How to complete this task » Omit the images. Reproduce each line of the records exactly as it appears.

Exercise data »
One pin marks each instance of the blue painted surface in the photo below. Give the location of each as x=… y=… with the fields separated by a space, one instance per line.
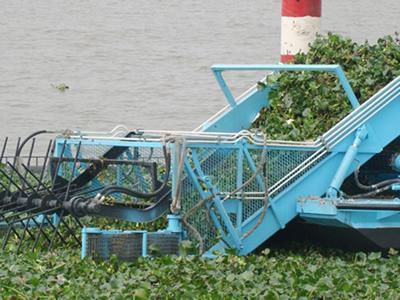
x=352 y=142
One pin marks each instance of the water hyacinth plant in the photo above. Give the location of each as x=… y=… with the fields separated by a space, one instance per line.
x=303 y=105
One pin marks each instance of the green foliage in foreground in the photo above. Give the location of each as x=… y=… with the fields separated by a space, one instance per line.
x=309 y=273
x=304 y=105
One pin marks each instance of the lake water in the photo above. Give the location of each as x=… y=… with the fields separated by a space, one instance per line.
x=144 y=63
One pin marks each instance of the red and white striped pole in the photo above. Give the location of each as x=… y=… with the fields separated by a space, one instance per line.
x=301 y=21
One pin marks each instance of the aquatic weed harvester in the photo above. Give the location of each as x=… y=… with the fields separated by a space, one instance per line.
x=222 y=186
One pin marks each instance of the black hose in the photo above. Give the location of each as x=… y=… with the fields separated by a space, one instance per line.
x=372 y=193
x=373 y=186
x=119 y=189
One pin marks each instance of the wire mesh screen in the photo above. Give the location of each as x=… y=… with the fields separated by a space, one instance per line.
x=129 y=245
x=228 y=169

Solution for this task »
One pin marks each instance of the blue painted surface in the photo below. Give the location of each as x=… y=… with the fields separated by a space, one instance per line.
x=352 y=142
One pin marks each instance of the water hyacinth plant in the photo above. Give the location of each as x=… y=… with the fields separated by a space, one instance per line.
x=303 y=105
One pin marks each instance of the green foliage in foreground in the photo above. Give the location of each as x=… y=… with the fields separated by a space, one instance per line.
x=309 y=273
x=304 y=105
One pin marks each instance of the lake water in the photo above. Give the location of each as x=… y=… with the fields separated by a space, one instance per line.
x=144 y=63
One pin marks each instance of the red and white striped pole in the photo above. Give the location of each as x=… y=… with the fields separated by a space, one instance per line.
x=301 y=21
One pin marks each instance of the aquatic weed harvester in the photo above. Give the location of each as x=… y=… with the fields separated by a space, one instance per line.
x=222 y=186
One pin marks each instance of the black hose in the photo above. Give the location of each as x=… y=… with the fields separated by a space, one instance per line.
x=372 y=193
x=373 y=186
x=119 y=189
One pin marks each instance of the wire mesh screen in the photo above. Give the location of each as x=… y=… with the fields separated by a space, one instance per line.
x=129 y=245
x=228 y=169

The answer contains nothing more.